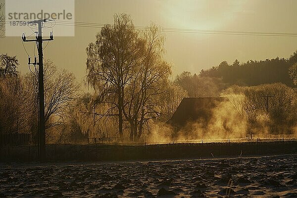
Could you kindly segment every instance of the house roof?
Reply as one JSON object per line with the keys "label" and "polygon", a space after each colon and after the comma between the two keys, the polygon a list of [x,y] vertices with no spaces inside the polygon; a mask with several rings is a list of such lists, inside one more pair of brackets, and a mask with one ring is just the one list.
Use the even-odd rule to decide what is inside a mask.
{"label": "house roof", "polygon": [[212,116],[212,109],[224,101],[229,100],[225,97],[184,98],[166,124],[181,128],[199,120],[207,124]]}

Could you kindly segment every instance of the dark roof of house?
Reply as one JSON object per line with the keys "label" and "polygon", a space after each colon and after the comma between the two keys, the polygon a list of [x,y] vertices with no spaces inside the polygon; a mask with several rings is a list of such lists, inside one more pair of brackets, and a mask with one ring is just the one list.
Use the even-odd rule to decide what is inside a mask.
{"label": "dark roof of house", "polygon": [[229,100],[225,97],[184,98],[166,124],[181,128],[198,120],[206,123],[212,116],[212,109],[224,101]]}

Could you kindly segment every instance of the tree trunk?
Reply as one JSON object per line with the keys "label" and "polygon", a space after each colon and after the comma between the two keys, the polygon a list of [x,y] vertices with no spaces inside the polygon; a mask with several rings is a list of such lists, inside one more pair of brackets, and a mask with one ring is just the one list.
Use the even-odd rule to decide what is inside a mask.
{"label": "tree trunk", "polygon": [[134,133],[135,133],[135,128],[134,124],[133,122],[130,122],[130,141],[133,142],[134,139]]}
{"label": "tree trunk", "polygon": [[119,133],[121,141],[123,141],[123,100],[121,97],[119,97],[118,101],[119,110]]}
{"label": "tree trunk", "polygon": [[143,123],[139,123],[139,129],[138,129],[138,135],[137,136],[137,140],[139,140],[140,139],[140,137],[141,137],[141,135],[142,134],[142,130],[143,130]]}

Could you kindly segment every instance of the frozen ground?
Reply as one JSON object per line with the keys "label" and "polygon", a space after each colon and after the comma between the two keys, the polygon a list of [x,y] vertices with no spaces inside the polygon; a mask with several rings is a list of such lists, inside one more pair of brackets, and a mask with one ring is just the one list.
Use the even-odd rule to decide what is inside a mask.
{"label": "frozen ground", "polygon": [[0,197],[297,197],[297,155],[117,162],[0,163]]}

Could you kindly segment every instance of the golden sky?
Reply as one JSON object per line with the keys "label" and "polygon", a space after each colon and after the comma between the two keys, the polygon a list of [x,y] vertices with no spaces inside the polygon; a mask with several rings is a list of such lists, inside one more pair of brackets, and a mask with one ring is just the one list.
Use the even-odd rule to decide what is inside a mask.
{"label": "golden sky", "polygon": [[[76,21],[113,24],[114,14],[125,13],[139,26],[153,22],[163,28],[297,33],[297,8],[296,0],[77,0],[75,17]],[[45,58],[81,80],[85,74],[85,49],[99,31],[76,27],[74,37],[55,37]],[[21,36],[0,39],[0,53],[16,55],[23,73],[29,70]],[[288,58],[297,49],[297,37],[169,32],[166,36],[166,59],[175,74],[198,73],[223,60]],[[25,46],[33,55],[34,44]]]}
+ + +
## Gestellte Aufgabe
Suche im Material oben jede Zeile, in der die Zeichenfolge „dark“ vorkommt, und schreibe diese Zeilen vollständig ab.

## Fertige Lösung
Could you kindly segment every instance of the dark roof of house?
{"label": "dark roof of house", "polygon": [[229,100],[225,97],[184,98],[166,124],[181,128],[198,120],[206,123],[212,116],[212,109],[224,101]]}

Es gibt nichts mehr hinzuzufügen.